***** Data shown

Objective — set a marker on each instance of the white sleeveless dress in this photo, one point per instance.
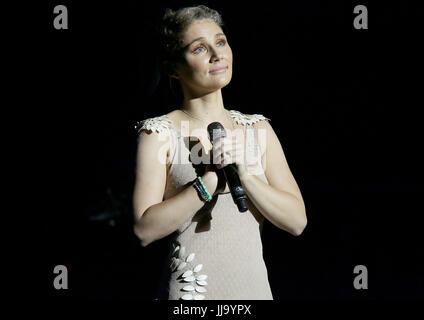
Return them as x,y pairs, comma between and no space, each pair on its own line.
217,253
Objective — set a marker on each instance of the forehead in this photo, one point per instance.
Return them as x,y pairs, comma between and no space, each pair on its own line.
201,28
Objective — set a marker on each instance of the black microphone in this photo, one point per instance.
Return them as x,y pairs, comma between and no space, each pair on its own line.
216,131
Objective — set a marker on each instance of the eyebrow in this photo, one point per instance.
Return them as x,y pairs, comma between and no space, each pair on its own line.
202,38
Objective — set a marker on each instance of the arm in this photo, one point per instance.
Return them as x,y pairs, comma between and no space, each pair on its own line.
280,201
154,218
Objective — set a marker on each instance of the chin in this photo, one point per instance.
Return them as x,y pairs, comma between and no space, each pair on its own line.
221,83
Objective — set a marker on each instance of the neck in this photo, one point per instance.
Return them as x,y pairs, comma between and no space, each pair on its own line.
207,107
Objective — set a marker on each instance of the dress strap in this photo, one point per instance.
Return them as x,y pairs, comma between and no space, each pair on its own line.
159,124
162,125
246,119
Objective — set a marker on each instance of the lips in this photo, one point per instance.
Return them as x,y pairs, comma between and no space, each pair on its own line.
218,70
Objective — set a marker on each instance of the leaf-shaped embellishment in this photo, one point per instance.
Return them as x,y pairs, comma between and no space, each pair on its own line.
201,282
201,277
187,274
182,265
190,257
187,296
189,279
200,289
198,268
189,288
175,252
181,252
174,263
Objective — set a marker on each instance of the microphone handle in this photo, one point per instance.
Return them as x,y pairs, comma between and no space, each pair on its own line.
234,184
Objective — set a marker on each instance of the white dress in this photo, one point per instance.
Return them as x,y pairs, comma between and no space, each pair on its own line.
217,253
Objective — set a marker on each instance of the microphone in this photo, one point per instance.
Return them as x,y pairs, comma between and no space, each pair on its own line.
216,131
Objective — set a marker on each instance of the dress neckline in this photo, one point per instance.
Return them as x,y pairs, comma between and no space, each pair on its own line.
178,132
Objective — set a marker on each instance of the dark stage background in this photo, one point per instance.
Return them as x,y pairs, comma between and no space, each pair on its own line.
345,104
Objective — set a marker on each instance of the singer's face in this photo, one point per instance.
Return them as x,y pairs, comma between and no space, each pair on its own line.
205,50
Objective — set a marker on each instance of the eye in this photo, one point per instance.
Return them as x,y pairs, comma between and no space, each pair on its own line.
196,50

**********

### [Assignment]
Transcribe the lines above between the line holding "Objective — set a marker on each instance of the black" and the line holding "Objective — set a marker on each instance of the arm", inclusive, exactly as they stand and with nothing added.

### [Answer to this task]
Objective — set a marker on each instance of the black microphone in this photo, one point per instance.
Return them as x,y pairs, comma between and no space, each pair on its own line.
216,131
Objective — set a marker on each instance of the eyebrow in this photo, one point per instance.
Return them as x,y pairs, comma between and no space, each pair on its own line.
202,38
Objective — set a marker on each instance of the arm in this photo, one point per instance.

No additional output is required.